[BEGIN Data supplied]

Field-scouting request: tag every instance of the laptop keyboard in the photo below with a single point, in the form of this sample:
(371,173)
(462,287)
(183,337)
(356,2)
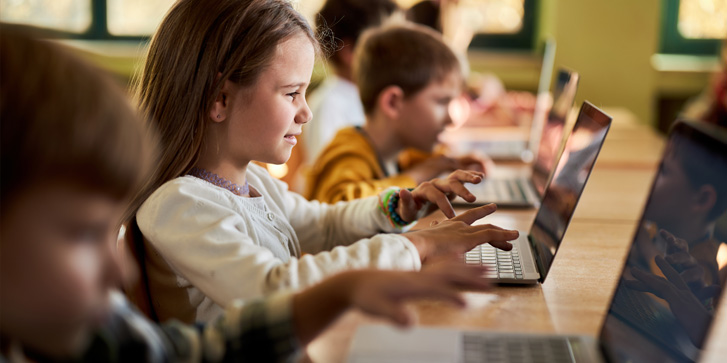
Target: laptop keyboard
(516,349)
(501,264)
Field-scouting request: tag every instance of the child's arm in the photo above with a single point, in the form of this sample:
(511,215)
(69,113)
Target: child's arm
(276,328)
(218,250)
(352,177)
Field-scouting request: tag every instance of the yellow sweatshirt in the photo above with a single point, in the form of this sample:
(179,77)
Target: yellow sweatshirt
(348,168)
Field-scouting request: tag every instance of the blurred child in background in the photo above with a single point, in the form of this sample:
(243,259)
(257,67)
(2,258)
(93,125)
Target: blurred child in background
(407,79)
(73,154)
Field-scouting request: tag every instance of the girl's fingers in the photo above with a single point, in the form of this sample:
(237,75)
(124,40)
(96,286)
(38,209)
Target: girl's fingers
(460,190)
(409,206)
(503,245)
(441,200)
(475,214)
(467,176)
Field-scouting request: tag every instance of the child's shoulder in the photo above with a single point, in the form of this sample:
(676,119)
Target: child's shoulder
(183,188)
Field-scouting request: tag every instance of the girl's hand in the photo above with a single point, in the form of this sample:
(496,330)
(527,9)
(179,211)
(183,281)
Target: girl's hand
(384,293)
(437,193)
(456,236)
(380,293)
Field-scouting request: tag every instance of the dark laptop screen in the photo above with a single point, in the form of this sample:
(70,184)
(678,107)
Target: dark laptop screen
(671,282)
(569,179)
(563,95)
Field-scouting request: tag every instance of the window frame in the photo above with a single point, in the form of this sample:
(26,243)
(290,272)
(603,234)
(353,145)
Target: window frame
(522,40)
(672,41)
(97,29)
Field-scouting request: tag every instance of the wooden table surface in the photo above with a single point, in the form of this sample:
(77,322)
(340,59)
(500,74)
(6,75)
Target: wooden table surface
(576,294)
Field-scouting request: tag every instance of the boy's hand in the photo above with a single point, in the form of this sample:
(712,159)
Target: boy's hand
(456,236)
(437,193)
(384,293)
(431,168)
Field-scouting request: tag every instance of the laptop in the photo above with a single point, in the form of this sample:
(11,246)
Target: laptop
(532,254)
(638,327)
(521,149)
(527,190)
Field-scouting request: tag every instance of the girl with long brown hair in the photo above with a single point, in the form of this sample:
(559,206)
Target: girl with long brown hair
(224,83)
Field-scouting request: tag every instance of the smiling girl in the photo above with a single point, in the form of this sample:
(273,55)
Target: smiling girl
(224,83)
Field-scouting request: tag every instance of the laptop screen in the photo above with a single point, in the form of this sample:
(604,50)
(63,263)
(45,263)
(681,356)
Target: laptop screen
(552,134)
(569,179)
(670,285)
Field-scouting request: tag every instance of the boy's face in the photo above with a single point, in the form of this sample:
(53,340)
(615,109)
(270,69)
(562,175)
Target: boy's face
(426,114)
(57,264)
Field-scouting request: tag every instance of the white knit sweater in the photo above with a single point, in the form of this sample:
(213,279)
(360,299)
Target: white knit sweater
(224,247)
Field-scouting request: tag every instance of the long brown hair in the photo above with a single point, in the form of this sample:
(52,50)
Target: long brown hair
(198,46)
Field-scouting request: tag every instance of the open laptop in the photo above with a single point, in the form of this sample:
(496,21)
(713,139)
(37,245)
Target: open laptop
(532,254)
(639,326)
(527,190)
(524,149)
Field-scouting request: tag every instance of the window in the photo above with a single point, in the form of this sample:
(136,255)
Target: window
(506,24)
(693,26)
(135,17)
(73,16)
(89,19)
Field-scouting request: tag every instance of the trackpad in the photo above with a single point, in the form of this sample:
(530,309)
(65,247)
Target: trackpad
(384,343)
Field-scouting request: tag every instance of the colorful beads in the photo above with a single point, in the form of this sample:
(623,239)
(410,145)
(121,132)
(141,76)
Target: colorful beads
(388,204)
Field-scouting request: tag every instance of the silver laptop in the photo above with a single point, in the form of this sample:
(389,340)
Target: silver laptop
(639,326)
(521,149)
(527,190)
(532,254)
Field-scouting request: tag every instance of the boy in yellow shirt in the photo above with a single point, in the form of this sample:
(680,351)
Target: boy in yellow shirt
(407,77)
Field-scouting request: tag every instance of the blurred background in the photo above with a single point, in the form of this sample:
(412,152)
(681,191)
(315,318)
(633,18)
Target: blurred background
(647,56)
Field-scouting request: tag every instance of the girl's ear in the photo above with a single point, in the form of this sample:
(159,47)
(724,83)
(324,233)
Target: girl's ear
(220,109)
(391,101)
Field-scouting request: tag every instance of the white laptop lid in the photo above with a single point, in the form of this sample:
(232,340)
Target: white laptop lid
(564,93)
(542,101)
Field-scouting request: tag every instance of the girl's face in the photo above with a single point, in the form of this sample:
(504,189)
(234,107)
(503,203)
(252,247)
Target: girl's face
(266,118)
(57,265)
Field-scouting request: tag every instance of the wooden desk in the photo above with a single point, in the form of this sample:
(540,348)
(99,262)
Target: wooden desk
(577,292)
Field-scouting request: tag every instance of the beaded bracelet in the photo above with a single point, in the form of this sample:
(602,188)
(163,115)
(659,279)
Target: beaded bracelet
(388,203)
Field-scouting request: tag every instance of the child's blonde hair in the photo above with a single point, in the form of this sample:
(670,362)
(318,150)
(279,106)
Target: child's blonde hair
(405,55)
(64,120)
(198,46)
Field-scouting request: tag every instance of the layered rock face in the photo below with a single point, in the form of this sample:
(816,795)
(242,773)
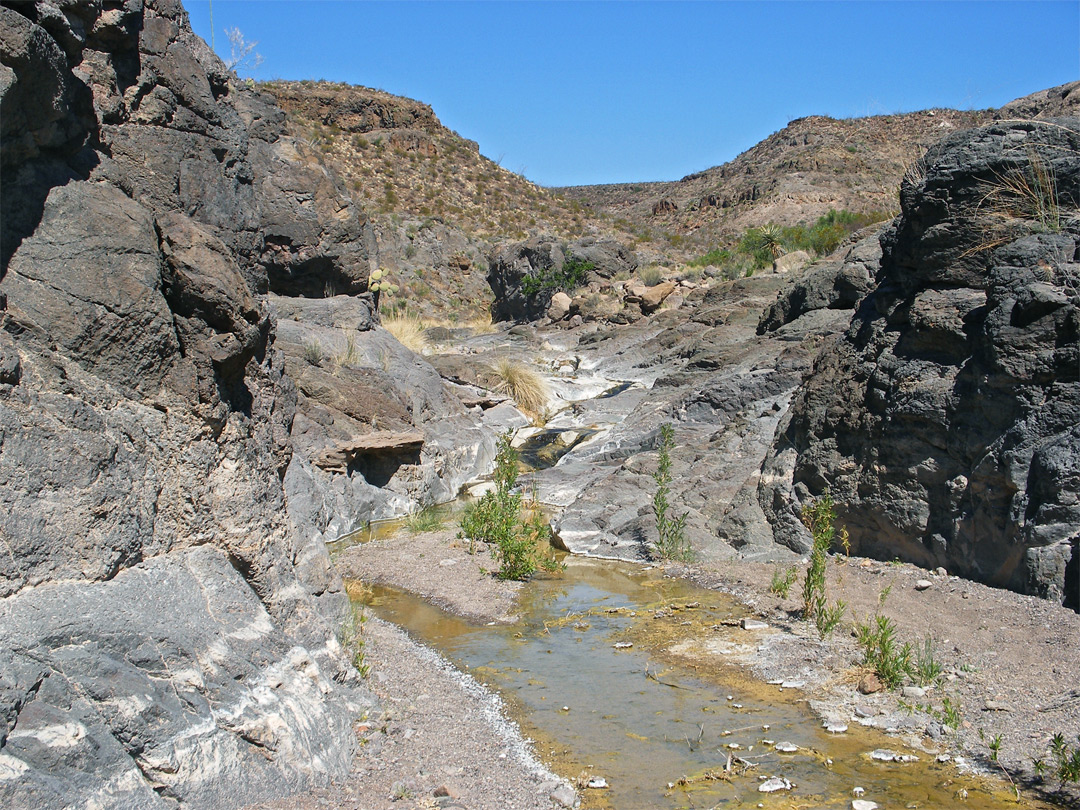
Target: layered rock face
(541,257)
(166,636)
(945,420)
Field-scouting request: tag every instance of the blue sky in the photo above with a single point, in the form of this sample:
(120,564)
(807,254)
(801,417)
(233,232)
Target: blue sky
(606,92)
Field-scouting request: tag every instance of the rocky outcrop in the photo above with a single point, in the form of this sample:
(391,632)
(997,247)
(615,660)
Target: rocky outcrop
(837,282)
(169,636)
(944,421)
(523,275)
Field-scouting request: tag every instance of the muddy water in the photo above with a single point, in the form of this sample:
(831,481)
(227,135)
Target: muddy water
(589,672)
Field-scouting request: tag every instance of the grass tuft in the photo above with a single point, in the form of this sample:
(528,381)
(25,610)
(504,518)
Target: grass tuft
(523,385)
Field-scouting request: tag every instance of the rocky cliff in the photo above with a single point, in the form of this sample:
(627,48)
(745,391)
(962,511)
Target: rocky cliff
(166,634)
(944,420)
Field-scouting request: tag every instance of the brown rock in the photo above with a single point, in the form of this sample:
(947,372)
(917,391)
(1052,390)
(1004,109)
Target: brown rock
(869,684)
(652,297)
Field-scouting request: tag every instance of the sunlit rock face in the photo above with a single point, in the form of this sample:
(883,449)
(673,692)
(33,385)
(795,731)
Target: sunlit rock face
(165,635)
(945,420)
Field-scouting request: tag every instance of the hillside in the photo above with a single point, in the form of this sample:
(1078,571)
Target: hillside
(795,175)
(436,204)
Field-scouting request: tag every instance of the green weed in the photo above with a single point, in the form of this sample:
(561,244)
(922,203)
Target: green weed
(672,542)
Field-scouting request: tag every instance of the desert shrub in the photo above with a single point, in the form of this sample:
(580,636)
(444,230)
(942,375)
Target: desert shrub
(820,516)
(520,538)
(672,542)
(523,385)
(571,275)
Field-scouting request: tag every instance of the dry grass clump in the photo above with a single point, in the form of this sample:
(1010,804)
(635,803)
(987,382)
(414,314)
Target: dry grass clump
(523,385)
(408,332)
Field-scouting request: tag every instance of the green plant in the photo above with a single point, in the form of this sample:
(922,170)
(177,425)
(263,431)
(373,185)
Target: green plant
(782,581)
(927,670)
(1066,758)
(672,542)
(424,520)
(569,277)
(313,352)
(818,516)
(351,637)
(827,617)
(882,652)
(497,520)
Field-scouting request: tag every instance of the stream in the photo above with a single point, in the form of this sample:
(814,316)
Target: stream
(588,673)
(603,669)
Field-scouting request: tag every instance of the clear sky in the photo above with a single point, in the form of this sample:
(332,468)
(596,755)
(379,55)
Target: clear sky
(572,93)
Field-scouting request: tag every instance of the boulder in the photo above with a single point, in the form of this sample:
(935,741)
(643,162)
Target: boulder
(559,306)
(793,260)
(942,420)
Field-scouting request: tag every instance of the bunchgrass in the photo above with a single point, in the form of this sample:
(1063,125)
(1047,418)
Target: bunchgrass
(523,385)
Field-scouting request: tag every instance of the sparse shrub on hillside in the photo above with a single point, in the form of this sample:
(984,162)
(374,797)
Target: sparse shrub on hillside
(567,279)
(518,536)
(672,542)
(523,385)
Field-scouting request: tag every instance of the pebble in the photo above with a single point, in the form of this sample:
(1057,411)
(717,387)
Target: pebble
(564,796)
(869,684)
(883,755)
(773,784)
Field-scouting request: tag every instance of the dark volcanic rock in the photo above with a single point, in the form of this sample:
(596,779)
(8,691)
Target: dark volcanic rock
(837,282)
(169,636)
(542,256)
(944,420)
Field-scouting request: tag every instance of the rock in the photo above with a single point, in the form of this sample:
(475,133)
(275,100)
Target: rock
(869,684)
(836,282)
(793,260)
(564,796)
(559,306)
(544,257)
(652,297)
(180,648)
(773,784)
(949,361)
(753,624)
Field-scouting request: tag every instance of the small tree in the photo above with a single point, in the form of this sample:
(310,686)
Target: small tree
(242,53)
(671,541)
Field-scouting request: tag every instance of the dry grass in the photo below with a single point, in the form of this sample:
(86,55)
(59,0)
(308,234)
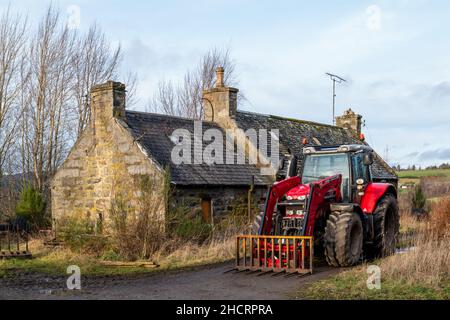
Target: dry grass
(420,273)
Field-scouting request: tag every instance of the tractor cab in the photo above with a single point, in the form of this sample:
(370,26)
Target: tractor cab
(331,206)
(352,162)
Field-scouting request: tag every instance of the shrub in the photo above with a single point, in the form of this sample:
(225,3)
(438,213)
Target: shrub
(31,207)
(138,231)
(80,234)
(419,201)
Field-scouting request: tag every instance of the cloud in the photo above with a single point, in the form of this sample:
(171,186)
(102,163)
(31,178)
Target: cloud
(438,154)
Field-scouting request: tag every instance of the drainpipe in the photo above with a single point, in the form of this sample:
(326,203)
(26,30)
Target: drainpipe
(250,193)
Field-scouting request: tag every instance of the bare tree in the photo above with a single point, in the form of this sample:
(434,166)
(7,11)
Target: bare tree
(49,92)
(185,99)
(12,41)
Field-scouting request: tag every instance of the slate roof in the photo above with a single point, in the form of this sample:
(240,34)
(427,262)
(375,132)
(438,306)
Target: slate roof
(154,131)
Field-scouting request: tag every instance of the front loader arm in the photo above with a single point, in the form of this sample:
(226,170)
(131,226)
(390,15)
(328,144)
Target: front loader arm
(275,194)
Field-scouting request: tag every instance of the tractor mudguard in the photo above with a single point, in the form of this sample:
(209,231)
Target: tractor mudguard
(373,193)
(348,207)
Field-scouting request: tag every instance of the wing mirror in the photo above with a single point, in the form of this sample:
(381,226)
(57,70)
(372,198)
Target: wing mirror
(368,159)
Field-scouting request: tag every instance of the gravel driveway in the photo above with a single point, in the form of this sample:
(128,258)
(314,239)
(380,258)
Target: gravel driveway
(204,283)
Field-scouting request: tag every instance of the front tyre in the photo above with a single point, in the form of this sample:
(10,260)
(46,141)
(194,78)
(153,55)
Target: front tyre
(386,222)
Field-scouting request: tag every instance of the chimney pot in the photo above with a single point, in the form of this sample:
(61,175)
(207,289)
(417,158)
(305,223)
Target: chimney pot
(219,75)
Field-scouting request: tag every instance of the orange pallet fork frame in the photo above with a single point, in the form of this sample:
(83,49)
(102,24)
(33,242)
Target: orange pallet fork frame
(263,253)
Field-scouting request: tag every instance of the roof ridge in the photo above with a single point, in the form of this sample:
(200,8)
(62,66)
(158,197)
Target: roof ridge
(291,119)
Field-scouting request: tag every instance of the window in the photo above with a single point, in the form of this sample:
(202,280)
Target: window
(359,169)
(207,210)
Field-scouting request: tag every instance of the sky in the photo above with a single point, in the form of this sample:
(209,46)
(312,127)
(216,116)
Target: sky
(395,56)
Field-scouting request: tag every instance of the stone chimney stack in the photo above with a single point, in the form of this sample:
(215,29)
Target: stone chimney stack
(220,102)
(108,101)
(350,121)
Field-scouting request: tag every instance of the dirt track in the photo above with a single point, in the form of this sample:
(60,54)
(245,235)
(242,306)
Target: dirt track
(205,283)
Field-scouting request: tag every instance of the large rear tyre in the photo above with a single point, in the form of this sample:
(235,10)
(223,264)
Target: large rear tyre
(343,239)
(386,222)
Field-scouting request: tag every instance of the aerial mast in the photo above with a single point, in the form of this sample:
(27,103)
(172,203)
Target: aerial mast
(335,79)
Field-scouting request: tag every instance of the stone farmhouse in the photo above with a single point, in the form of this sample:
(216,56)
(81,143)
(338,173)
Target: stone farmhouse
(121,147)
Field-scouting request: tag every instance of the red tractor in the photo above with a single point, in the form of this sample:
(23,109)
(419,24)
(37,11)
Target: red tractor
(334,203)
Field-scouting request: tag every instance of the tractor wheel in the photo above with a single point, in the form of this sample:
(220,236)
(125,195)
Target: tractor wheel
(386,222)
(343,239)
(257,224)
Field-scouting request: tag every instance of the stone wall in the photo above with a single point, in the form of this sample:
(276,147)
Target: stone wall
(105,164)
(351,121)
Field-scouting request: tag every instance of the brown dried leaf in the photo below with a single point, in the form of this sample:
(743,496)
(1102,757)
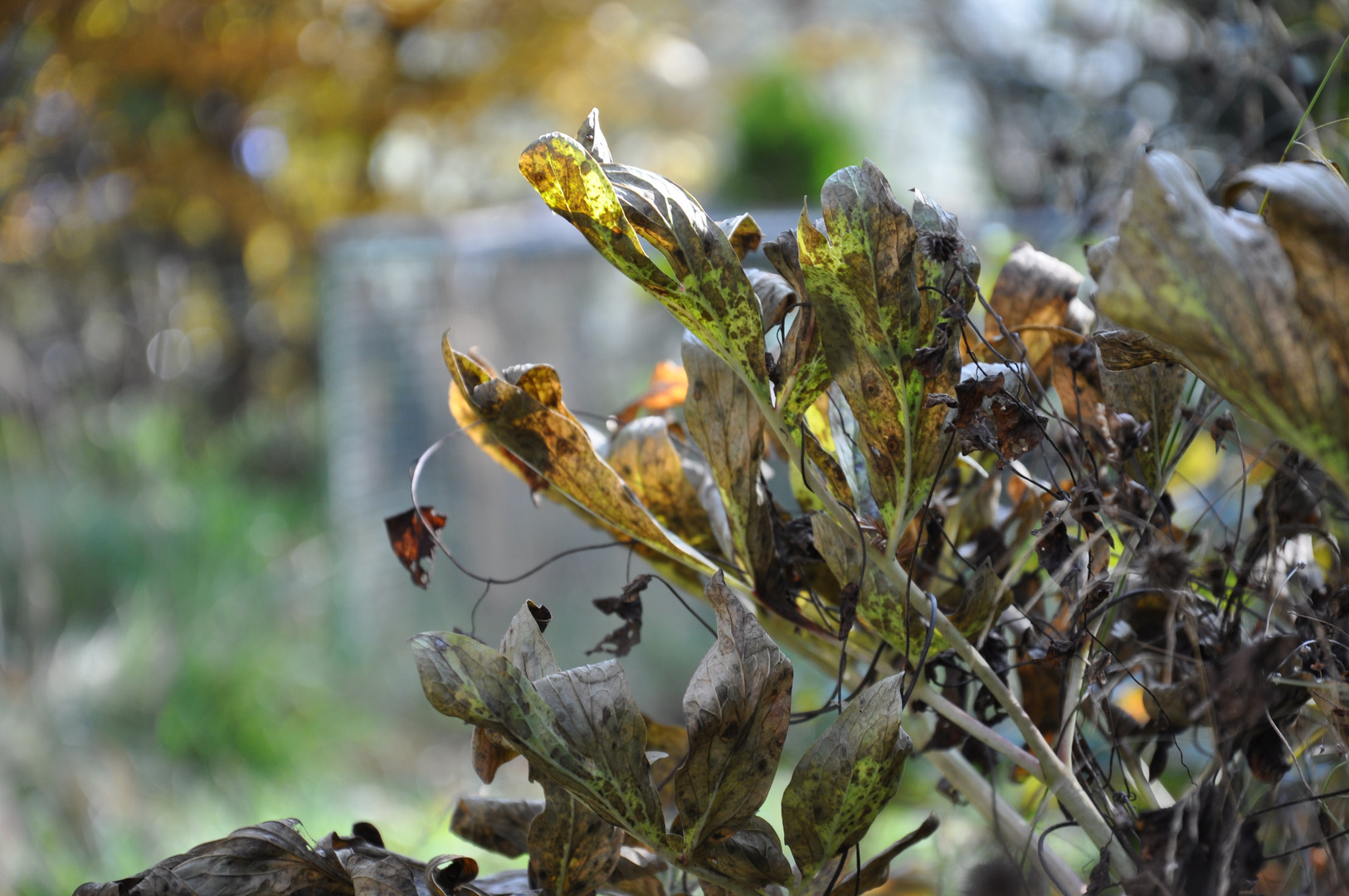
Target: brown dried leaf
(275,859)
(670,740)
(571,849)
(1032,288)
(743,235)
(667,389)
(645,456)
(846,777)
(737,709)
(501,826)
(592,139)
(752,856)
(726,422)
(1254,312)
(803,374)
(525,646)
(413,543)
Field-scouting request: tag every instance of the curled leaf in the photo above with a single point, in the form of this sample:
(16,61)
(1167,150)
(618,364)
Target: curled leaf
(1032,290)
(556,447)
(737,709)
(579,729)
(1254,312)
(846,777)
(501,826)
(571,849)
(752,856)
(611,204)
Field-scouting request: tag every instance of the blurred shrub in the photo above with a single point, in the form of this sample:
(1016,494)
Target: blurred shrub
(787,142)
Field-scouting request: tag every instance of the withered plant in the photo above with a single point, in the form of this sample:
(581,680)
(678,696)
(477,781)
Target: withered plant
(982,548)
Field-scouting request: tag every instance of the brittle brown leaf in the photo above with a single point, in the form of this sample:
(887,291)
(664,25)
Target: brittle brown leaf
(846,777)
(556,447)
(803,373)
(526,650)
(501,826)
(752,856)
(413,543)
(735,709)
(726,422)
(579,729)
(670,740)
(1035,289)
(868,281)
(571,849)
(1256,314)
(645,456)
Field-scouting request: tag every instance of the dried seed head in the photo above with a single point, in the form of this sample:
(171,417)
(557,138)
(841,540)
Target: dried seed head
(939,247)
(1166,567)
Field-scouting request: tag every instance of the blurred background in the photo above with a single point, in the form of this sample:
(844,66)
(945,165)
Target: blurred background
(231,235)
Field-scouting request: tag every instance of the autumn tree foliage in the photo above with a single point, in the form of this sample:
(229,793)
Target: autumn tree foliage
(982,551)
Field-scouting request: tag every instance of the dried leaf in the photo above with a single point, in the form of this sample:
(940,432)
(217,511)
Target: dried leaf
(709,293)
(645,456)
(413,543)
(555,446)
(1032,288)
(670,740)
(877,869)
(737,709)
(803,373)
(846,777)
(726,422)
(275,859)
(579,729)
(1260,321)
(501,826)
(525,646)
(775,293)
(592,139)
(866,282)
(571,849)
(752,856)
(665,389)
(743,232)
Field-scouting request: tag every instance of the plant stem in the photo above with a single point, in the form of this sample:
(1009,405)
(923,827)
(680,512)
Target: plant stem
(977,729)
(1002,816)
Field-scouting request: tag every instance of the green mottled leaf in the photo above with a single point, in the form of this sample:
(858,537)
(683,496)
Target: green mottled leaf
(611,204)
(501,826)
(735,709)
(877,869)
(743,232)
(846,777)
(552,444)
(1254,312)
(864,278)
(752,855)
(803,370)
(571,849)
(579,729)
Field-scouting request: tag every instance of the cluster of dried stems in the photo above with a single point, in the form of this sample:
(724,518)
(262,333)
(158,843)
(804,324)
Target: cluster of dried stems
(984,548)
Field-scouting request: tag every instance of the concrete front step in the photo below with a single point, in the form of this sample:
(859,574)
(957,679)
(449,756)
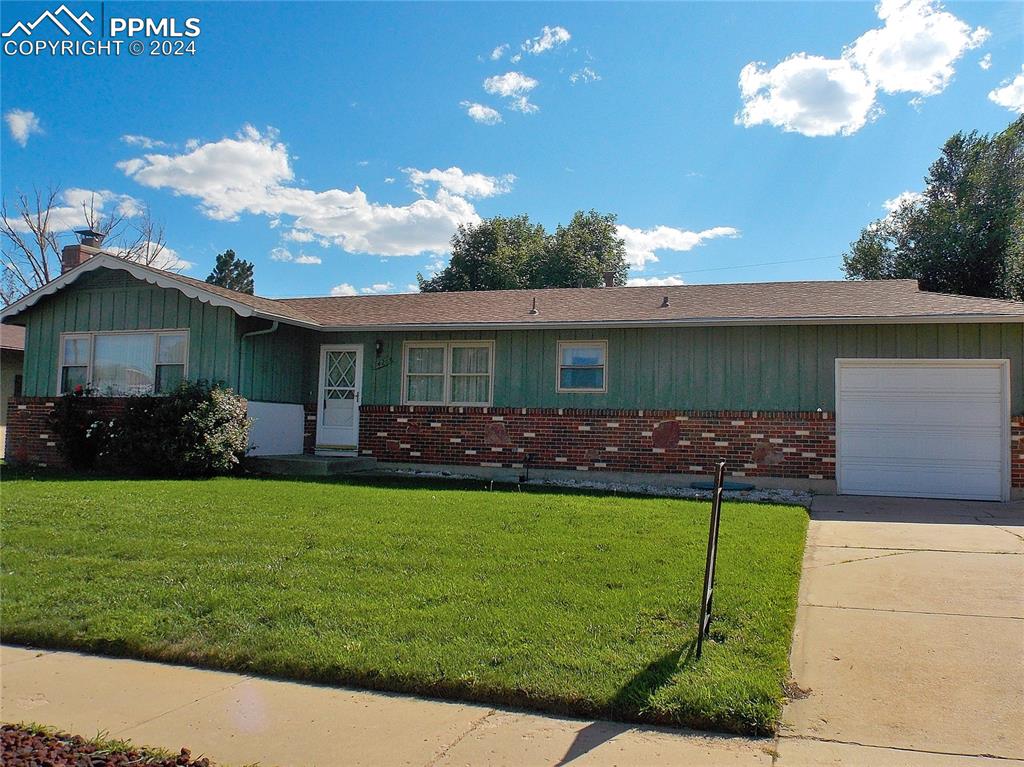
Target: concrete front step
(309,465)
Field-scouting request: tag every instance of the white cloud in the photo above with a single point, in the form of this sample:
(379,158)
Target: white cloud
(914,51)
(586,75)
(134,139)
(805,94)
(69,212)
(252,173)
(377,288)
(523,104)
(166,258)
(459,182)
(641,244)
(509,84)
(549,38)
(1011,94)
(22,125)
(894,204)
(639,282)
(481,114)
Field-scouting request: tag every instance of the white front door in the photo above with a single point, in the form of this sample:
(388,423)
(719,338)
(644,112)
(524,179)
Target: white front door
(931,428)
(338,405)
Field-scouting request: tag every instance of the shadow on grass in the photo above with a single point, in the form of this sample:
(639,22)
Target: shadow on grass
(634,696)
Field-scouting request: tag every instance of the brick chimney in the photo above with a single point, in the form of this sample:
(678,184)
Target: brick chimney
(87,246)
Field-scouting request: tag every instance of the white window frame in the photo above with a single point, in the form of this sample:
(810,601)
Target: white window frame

[END Data supplied]

> Exercise aim
Copy the records word for word, from the line containing "Field-scouting request: tag every instance of the white cloud" through the last line of the records.

> Problem solution
Field-scouting request: tag every instance of the white cloud in the photo above with a single point, in the form of this sample:
(379,158)
Target: white cloud
(914,51)
(586,75)
(134,139)
(805,94)
(69,212)
(252,173)
(377,288)
(523,104)
(166,258)
(459,182)
(641,244)
(509,84)
(549,38)
(1011,94)
(22,125)
(894,204)
(639,282)
(481,114)
Field-scouting request: tag every instance of the white front door in the photo above with a single point, in the form of this sample:
(388,423)
(719,338)
(644,112)
(524,179)
Target: white front door
(931,428)
(338,405)
Field-scouting request: tag every instance of the shadow on grass in the photo above with a single point, in the form of this sample:
(639,22)
Target: shadow on grass
(634,696)
Field-scouting request: tag every instance of the brick chimney in the photo above with a single point, in the form of this sample:
(678,184)
Target: brick chimney
(87,246)
Field-scouting request: tag every instance of the white window frame in the photo above with a single point, in the form of this sample:
(810,601)
Target: white window frame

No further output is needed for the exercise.